◆ Recorded data ◆

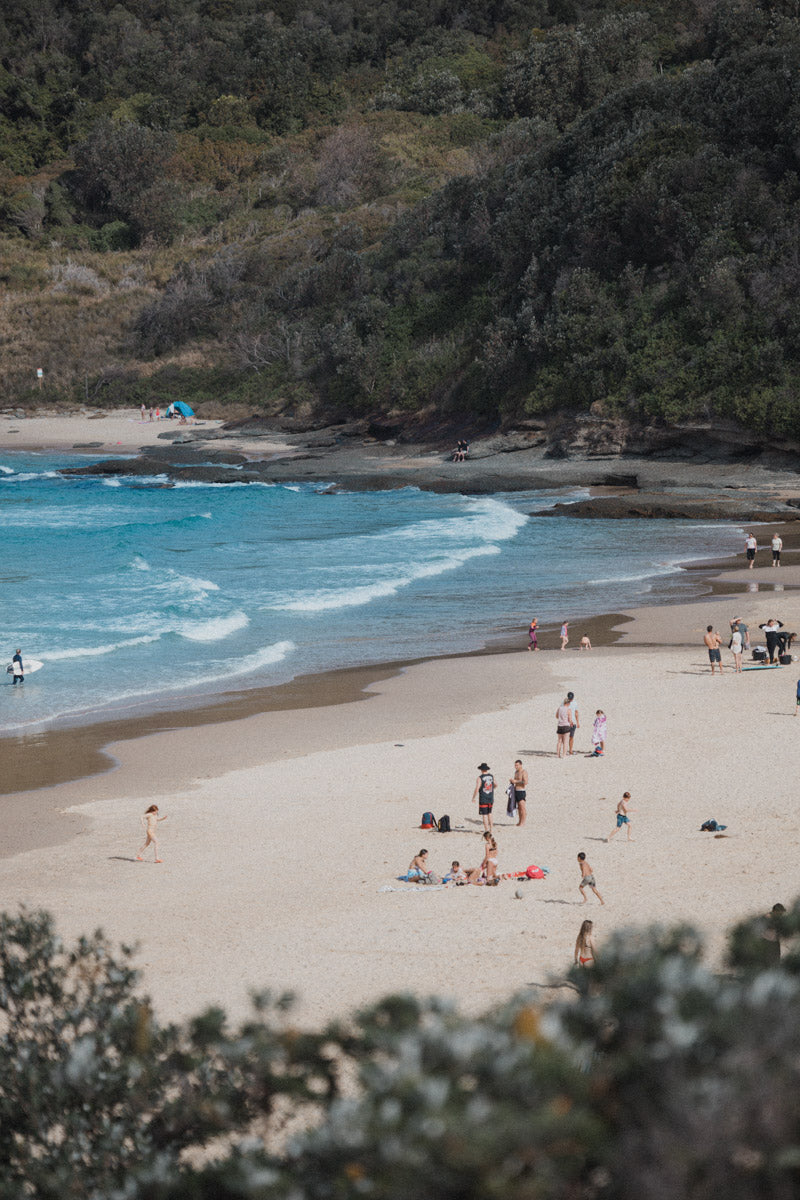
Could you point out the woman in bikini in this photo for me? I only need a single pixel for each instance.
(584, 948)
(150, 825)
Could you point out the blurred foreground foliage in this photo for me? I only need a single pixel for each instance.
(655, 1078)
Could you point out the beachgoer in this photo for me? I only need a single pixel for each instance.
(585, 954)
(744, 630)
(485, 795)
(417, 869)
(150, 825)
(480, 874)
(533, 642)
(587, 879)
(714, 642)
(519, 784)
(575, 719)
(563, 727)
(771, 935)
(773, 634)
(623, 817)
(491, 859)
(17, 669)
(599, 733)
(751, 546)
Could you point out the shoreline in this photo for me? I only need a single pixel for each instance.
(276, 874)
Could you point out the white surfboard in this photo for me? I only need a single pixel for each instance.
(29, 666)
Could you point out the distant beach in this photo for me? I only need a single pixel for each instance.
(286, 825)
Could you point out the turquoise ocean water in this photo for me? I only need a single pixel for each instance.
(143, 598)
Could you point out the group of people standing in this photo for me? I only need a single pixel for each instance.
(779, 642)
(751, 549)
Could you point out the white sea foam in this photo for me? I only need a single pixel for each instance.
(324, 600)
(222, 670)
(214, 629)
(89, 652)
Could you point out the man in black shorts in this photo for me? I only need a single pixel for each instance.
(714, 642)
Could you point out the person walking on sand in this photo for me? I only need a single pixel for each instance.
(17, 669)
(575, 719)
(773, 634)
(623, 817)
(519, 784)
(150, 825)
(585, 955)
(599, 735)
(751, 546)
(587, 879)
(485, 795)
(743, 629)
(563, 721)
(714, 642)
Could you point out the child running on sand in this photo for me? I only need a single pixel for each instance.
(457, 874)
(419, 867)
(585, 954)
(587, 879)
(488, 868)
(599, 735)
(150, 825)
(623, 817)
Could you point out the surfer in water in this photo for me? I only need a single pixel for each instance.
(17, 670)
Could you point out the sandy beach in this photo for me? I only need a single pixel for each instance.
(274, 871)
(287, 828)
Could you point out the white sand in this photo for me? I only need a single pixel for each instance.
(272, 874)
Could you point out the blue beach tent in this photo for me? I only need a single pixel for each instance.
(180, 408)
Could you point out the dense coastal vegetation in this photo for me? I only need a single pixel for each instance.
(504, 209)
(649, 1077)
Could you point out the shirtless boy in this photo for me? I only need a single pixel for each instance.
(714, 642)
(623, 817)
(587, 879)
(519, 784)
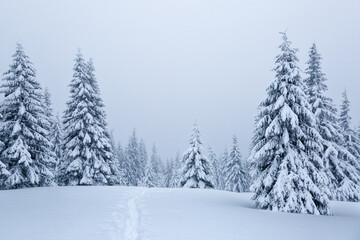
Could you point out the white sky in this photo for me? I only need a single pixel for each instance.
(163, 64)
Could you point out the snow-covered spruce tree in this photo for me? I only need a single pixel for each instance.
(340, 164)
(106, 148)
(131, 164)
(151, 177)
(47, 123)
(351, 141)
(143, 159)
(26, 149)
(196, 171)
(4, 173)
(236, 179)
(87, 153)
(286, 145)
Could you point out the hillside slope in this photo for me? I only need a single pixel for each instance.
(130, 213)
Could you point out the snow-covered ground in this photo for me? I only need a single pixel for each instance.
(130, 213)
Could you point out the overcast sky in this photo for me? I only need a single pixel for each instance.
(161, 65)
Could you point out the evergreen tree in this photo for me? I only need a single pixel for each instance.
(351, 141)
(151, 177)
(4, 173)
(196, 171)
(341, 171)
(286, 145)
(131, 164)
(143, 159)
(87, 153)
(235, 171)
(26, 148)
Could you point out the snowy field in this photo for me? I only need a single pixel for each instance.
(130, 213)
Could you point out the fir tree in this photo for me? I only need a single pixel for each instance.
(286, 145)
(151, 178)
(196, 171)
(26, 148)
(131, 164)
(351, 141)
(235, 171)
(4, 173)
(143, 159)
(341, 171)
(87, 153)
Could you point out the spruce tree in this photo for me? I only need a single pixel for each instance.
(131, 164)
(340, 164)
(4, 173)
(286, 145)
(351, 141)
(26, 148)
(151, 177)
(87, 154)
(235, 170)
(143, 159)
(196, 171)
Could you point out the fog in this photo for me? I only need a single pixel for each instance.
(161, 65)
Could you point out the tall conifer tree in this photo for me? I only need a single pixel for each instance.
(286, 144)
(196, 171)
(26, 147)
(87, 153)
(340, 164)
(236, 171)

◆ Required work ◆
Instruction for this listing: copy it exactly, but leave the images behind.

◆ Response area ◆
Could you point out the woman in bikini in this photo for me? I only need a single pixel for each instance.
(584, 948)
(150, 825)
Could you point out the blurred foreground foliage in this photo for me? I only need a single pixel for each instance.
(655, 1078)
Could you point out the beachgoer in this photo for me? I only need a single pixel for each instance.
(585, 954)
(744, 630)
(485, 795)
(417, 869)
(150, 825)
(480, 874)
(533, 642)
(587, 879)
(714, 642)
(519, 784)
(575, 719)
(563, 727)
(771, 935)
(773, 634)
(623, 817)
(491, 859)
(17, 669)
(599, 733)
(751, 546)
Could you point out the shoreline in this photo for me? I only need a single pixel for each instance.
(276, 874)
Could you point out the white surfboard in this photo for me? I only need a single pixel for each instance.
(29, 666)
Could you point out the distant beach in this photo for me? I only need a single pixel for each instance.
(286, 825)
Could you point out the turquoise ocean water in this photo for me? I only need a single pixel for each instance.
(143, 598)
Could you point out the group of people standing in this photo for me? I only need a single pixel for each instance.
(779, 642)
(751, 549)
Could you point out the white sea foam in this photo for me? I only need a single pixel for each instance.
(324, 600)
(222, 670)
(214, 629)
(89, 652)
Could you point out the man in black shorts in this photo for me? I only need a single pixel for each instance.
(714, 642)
Could you point out the person walking on sand in this photo for me? I only need a single pixel for each instance.
(17, 669)
(575, 719)
(773, 634)
(623, 817)
(519, 784)
(150, 825)
(585, 955)
(599, 735)
(751, 546)
(587, 879)
(485, 795)
(743, 629)
(563, 721)
(714, 642)
Could you point out the child running on sand in this photo for me? I only need a single pixel for each instance.
(457, 874)
(419, 867)
(585, 954)
(587, 879)
(488, 868)
(599, 735)
(150, 825)
(623, 817)
Could you point out the surfer in water in this photo for me? I only need a single pixel for each instance.
(17, 670)
Could you point out the sandy beach in this photo for me? I only need a single pixel for each instance.
(274, 871)
(287, 828)
Could you point out the white sand in this photo for me? I only need a single pixel for each instance.
(272, 874)
Could you point out the blue beach tent in this photo for me? I only need a single pixel for each instance.
(180, 408)
Could you point out the dense coastal vegetation in this photo for me? I only need a single pixel for each instance.
(504, 209)
(649, 1077)
Could you point out the shirtless boy in this photo for me? I only need a single pixel for each instance.
(714, 642)
(623, 817)
(587, 879)
(519, 784)
Could you point out the white sky in this photo for me? I only need a single pixel for each instance.
(163, 64)
Could you point out the snow-covered spruce tree in this photo for me? I only need a single pixel for each instance.
(340, 164)
(106, 148)
(131, 164)
(151, 177)
(47, 123)
(351, 141)
(143, 159)
(26, 149)
(196, 171)
(4, 173)
(236, 179)
(87, 153)
(286, 145)
Could you point out the hillside slope in this photo for me? I only need a single pixel for each instance.
(130, 213)
Could you point out the snow-covered ground in this photo for me? I only need a single pixel for each instance.
(130, 213)
Could you point out the overcast sky in this photo for me? I only need a single pixel for each instance.
(161, 65)
Could you point out the evergreen tree in this photo for me? I only need a single pixel for each instance.
(351, 141)
(151, 177)
(4, 173)
(196, 171)
(341, 171)
(286, 145)
(131, 164)
(143, 159)
(87, 153)
(235, 171)
(26, 148)
Could you point out the snowy field in this photo for me? I only need a single pixel for each instance.
(130, 213)
Could you point out the fir tree in this photo for me? I only need a single pixel for each instance.
(286, 145)
(151, 178)
(196, 171)
(26, 148)
(131, 164)
(351, 141)
(235, 171)
(4, 173)
(143, 159)
(341, 171)
(87, 153)
Could you point out the spruce tree in this photo for me? I only need a single pixel for each instance.
(131, 164)
(340, 164)
(4, 173)
(286, 145)
(351, 141)
(26, 148)
(151, 177)
(87, 154)
(235, 170)
(143, 159)
(196, 171)
Could you point out the fog in this photo for me? I only need a single pixel for each instance.
(161, 65)
Could you point out the tall conifer tree in this photo for me? I only need a single pixel for each instance.
(286, 144)
(196, 171)
(26, 147)
(87, 153)
(340, 164)
(236, 171)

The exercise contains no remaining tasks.